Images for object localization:
----
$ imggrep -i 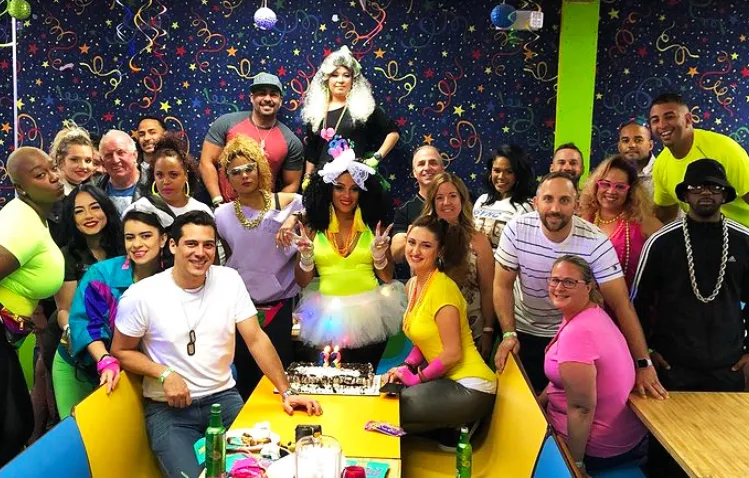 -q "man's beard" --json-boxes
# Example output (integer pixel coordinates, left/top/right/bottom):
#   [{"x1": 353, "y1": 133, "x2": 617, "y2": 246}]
[
  {"x1": 690, "y1": 200, "x2": 721, "y2": 218},
  {"x1": 539, "y1": 212, "x2": 570, "y2": 232}
]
----
What you have to do: Your task is to reproduce exactly the lines that begin at the line containing "# Example output" and end at the final line of the data above.

Response to the exercise:
# Example output (integer pixel coordinates, left/top/right/bottom):
#   [{"x1": 353, "y1": 133, "x2": 617, "y2": 246}]
[
  {"x1": 690, "y1": 200, "x2": 721, "y2": 218},
  {"x1": 539, "y1": 212, "x2": 570, "y2": 232}
]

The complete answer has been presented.